[Dataset records]
┄┄┄┄┄┄
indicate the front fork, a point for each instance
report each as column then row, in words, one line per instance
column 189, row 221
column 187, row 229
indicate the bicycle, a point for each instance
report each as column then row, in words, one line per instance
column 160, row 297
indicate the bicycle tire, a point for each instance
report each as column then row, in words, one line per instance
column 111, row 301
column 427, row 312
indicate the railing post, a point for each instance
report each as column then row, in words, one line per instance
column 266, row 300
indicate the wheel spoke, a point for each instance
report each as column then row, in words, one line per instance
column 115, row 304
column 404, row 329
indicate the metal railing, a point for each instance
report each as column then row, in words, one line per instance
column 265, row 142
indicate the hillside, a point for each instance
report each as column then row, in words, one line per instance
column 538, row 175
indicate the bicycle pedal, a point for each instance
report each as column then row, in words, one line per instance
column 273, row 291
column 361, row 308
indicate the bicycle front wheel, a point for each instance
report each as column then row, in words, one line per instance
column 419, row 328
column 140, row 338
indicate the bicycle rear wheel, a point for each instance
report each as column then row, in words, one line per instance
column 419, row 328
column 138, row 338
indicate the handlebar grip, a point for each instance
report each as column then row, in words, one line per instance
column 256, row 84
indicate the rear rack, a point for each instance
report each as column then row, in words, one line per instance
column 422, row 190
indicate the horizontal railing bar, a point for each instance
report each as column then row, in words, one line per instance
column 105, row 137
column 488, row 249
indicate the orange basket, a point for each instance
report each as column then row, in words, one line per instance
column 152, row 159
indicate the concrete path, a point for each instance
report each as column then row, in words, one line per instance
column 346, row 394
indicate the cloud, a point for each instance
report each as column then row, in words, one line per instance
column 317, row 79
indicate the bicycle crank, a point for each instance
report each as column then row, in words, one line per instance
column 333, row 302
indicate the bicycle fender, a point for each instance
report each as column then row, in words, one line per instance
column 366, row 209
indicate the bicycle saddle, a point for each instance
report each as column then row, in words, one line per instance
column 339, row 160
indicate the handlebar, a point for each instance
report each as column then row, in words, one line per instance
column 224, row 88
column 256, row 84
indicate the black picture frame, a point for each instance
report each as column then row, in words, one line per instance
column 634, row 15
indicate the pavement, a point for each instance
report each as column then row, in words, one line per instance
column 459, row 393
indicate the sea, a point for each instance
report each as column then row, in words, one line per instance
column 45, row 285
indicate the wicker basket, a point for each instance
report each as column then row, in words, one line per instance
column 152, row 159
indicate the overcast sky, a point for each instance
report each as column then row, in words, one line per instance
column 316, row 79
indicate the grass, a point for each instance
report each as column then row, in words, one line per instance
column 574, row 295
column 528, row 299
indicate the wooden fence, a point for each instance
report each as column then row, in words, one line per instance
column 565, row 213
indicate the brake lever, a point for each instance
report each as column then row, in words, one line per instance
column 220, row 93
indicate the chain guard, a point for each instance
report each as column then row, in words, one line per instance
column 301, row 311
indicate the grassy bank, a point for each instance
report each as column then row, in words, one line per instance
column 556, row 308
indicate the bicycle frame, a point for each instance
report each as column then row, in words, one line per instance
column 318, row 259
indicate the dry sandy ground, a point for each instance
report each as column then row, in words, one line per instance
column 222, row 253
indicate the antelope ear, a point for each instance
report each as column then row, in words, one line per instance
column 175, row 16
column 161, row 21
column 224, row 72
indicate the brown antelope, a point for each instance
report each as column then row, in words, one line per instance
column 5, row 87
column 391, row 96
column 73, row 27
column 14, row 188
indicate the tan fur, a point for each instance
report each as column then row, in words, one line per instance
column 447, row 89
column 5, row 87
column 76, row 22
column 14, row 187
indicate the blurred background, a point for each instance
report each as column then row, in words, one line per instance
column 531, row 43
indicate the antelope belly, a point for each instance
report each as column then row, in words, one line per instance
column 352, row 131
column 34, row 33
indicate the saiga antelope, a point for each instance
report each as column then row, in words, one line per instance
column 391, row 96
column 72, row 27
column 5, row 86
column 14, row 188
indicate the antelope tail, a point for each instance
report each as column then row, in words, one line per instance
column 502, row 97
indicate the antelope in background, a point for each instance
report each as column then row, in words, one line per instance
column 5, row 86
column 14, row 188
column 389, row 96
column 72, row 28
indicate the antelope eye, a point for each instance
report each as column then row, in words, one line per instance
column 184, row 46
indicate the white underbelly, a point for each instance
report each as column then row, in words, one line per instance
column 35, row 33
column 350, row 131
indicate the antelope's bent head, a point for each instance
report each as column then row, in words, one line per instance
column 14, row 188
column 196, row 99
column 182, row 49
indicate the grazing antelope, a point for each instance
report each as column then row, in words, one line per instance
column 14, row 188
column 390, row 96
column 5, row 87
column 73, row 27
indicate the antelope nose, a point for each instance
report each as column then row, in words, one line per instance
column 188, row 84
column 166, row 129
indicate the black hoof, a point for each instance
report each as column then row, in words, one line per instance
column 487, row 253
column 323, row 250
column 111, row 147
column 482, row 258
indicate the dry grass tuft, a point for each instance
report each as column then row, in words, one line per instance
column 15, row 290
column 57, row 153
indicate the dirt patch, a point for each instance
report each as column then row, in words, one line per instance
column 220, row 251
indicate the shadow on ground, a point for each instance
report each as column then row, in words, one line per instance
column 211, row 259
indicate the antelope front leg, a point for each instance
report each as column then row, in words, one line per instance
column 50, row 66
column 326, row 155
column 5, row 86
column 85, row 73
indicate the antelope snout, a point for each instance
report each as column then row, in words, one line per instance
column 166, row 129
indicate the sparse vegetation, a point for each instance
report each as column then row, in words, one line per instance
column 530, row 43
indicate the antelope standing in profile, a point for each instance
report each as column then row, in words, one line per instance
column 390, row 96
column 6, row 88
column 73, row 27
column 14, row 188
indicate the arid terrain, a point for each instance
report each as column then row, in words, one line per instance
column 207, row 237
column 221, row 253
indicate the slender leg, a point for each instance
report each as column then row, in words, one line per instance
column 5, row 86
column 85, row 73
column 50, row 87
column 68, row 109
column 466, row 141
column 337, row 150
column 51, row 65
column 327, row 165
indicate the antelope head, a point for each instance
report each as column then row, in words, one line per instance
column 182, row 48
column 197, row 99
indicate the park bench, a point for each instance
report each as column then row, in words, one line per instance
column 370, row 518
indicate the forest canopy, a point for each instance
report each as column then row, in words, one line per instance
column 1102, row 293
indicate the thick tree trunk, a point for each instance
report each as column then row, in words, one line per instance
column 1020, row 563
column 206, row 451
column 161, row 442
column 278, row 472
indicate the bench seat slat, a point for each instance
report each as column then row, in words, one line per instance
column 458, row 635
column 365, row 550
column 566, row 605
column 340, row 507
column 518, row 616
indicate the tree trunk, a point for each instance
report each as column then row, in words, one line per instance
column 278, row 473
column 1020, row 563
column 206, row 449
┄┄┄┄┄┄
AIM OF THE EXERCISE:
All the records above need to be printed exactly.

RESPONSE:
indicate the front fork, a point for each instance
report each as column then row, in words, one line per instance
column 189, row 221
column 187, row 229
indicate the bicycle, a point for each instance
report each as column then row, in words, one line per instance
column 160, row 297
indicate the bicycle tire, a point for each instance
report each as column then row, in words, one line per instance
column 111, row 301
column 427, row 312
indicate the railing post, a point for each instance
report each as column then row, in words, one line per instance
column 266, row 300
indicate the wheel spoke, a point for each instance
report each as column then row, in words, one line per instance
column 115, row 304
column 404, row 329
indicate the metal railing, a point for each instance
report each as column then row, in words, one line per instance
column 265, row 142
indicate the hillside, a point for each instance
report each as column then row, in words, one line per instance
column 538, row 175
indicate the bicycle pedal, a point for each instance
report each as column then row, in words, one line per instance
column 273, row 291
column 361, row 308
indicate the bicycle front wheel, a point for each instance
report each as column then row, in words, one line per instance
column 419, row 328
column 140, row 338
indicate the bicycle rear wheel, a point for each instance
report each as column then row, in words, one line per instance
column 419, row 328
column 138, row 338
indicate the handlebar grip, a point for each instance
report each as column then row, in words, one line per instance
column 256, row 84
indicate the rear rack, a point for each instance
report each as column then row, in words, one line per instance
column 422, row 190
indicate the horizontal railing bar, a point for each instance
report each as column then row, in words, one line per instance
column 105, row 137
column 488, row 249
indicate the orange basket, a point for each instance
report each as column then row, in words, one line per instance
column 152, row 159
indicate the concrete path, a point for each instance
report each as column then row, in words, one line per instance
column 346, row 394
indicate the cloud, a point for each instance
report each as column then row, in words, one line per instance
column 317, row 79
indicate the bicycle crank, a point for each instance
report each as column then row, in words, one line per instance
column 333, row 302
indicate the bicycle fender, a point for each instance
report each as column then row, in words, one line per instance
column 366, row 209
indicate the bicycle saddle, a point for each instance
report each as column then row, in words, one line per instance
column 339, row 160
indicate the handlebar, a point for each instance
report each as column then row, in words, one line per instance
column 224, row 88
column 256, row 84
indicate the black picture frame, a point for each instance
report each as column then row, in words, one line per instance
column 634, row 15
indicate the pavement, a point for each instance
report each as column then row, in words, one line per instance
column 459, row 393
indicate the sea, a point for each instance
report each as column then row, in words, one line per instance
column 45, row 285
indicate the wicker basket, a point for each instance
report each as column then row, in words, one line per instance
column 152, row 159
indicate the overcast sky, a point for each instance
report each as column then row, in words, one line per instance
column 316, row 79
indicate the grass, a point for each instance
report each as column then row, in words, one line per instance
column 574, row 295
column 528, row 299
indicate the wooden fence, a point for each instance
report each as column then row, in words, one line per instance
column 565, row 213
indicate the brake lever, a point for each instance
report each as column then row, in words, one line per instance
column 220, row 93
indicate the chain guard, a point for each instance
report each as column then row, in words, one line per instance
column 301, row 311
indicate the grassy bank, a point for each instance
report each as column then row, in words, one line per instance
column 556, row 308
indicate the bicycle frame, a point for each instance
report each as column then row, in words, one line per instance
column 318, row 259
indicate the dry sandy ground, a point for each instance
report each as column then row, in words, one line per instance
column 222, row 253
indicate the antelope ear, a point for each instance
report each as column then row, in words, one line per instance
column 175, row 16
column 161, row 21
column 224, row 72
indicate the brown antelope, a point for each instance
report each as column then row, in words, one line per instance
column 5, row 87
column 391, row 96
column 73, row 27
column 14, row 188
indicate the tan fur, a point for each instance
report each as column then row, in words, one line per instance
column 447, row 89
column 5, row 87
column 76, row 22
column 14, row 187
indicate the blurred background, a point for each instance
report each as column then row, in words, one line per instance
column 531, row 43
indicate the antelope belly, a point for each instance
report each as column then row, in words, one line per instance
column 352, row 131
column 34, row 33
indicate the saiga antelope, a point for each instance
report each as column then row, in words, one line per instance
column 391, row 96
column 72, row 27
column 5, row 86
column 14, row 188
indicate the antelope tail, a point for each instance
report each as column then row, in words, one line per instance
column 502, row 97
indicate the antelope in background, a point for each instance
report each as column then row, in words, one line per instance
column 5, row 86
column 14, row 188
column 389, row 96
column 72, row 28
indicate the antelope eye, a point for each instance
report each as column then row, in words, one line per instance
column 184, row 46
indicate the white underbelly, a point for each instance
report each as column then row, in words, one line per instance
column 35, row 33
column 350, row 131
indicate the antelope's bent head, a point for each instance
report each as column then row, in words, one line per instance
column 14, row 188
column 196, row 99
column 182, row 49
indicate the grazing antelope, a point for each instance
report each as column then row, in words, one line per instance
column 14, row 188
column 390, row 96
column 5, row 87
column 73, row 27
indicate the antelope nose, a point for each instance
report each as column then row, in words, one line per instance
column 188, row 84
column 166, row 129
indicate the black hoof, a point for each instance
report each as column then row, in words, one line per instance
column 487, row 253
column 323, row 250
column 111, row 147
column 482, row 258
indicate the dry grass tuft, a point for each instance
report each as column then row, in words, one line per instance
column 15, row 290
column 57, row 153
indicate the dirt patch, a point for each instance
report each as column then row, in words, one line per instance
column 220, row 251
indicate the shadow on ground, a point for each instance
report each as column then row, in words, one line per instance
column 211, row 259
indicate the antelope front leg, a point for each instance
report each as column then row, in words, one line per instance
column 50, row 66
column 326, row 155
column 5, row 86
column 85, row 73
indicate the antelope snout, a point for each instance
report each as column then row, in words, one line per instance
column 166, row 129
indicate the sparse vegetation, a point for each instance
report each as column then row, in words, one line per instance
column 530, row 43
indicate the antelope standing in profile, a point for each instance
report each as column then row, in words, one line per instance
column 390, row 96
column 6, row 88
column 73, row 27
column 14, row 188
indicate the arid terrain, a point for each instance
report each as column then row, in words, one line per instance
column 207, row 237
column 221, row 253
indicate the slender leg, a point for each instance
report each as column then row, in words, one line per instance
column 5, row 86
column 85, row 73
column 50, row 87
column 68, row 109
column 466, row 141
column 337, row 150
column 51, row 65
column 327, row 165
indicate the antelope head, a point for each instance
report each as column then row, in words, one line per instance
column 182, row 48
column 197, row 99
indicate the park bench, a point for each instance
report each as column then row, in words, one line per instance
column 370, row 518
indicate the forest canopy, a point for each instance
report each as column then row, in words, one line per instance
column 1102, row 293
indicate the thick tree trunk, a point for each instance
report each as column then row, in words, one line per instance
column 1020, row 563
column 206, row 451
column 161, row 442
column 278, row 472
indicate the bench seat slat, a point for each instance
report each as column then row, in words, one line per instance
column 458, row 635
column 365, row 550
column 566, row 605
column 340, row 507
column 518, row 616
indicate the tree trunk, a point for each instance
report each as column then row, in words, one line per instance
column 278, row 473
column 1020, row 563
column 206, row 449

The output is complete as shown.